[Entries from a pointing dataset]
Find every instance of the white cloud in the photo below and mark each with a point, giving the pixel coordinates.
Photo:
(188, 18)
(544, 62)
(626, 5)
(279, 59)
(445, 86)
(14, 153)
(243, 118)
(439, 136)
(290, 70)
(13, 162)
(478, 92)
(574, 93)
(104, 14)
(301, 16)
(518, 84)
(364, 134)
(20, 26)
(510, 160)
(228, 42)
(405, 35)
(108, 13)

=== Problem to work on ===
Write out the data above again, line for line, with no changes.

=== Correct output ===
Find every instance of the white cloud in the photo below and mark each with a point, giving the pixel coordinates.
Photo:
(188, 18)
(544, 62)
(626, 5)
(279, 59)
(445, 86)
(14, 153)
(243, 118)
(439, 136)
(290, 70)
(13, 162)
(478, 92)
(574, 93)
(104, 14)
(301, 16)
(518, 84)
(364, 134)
(20, 26)
(510, 160)
(228, 42)
(405, 35)
(108, 13)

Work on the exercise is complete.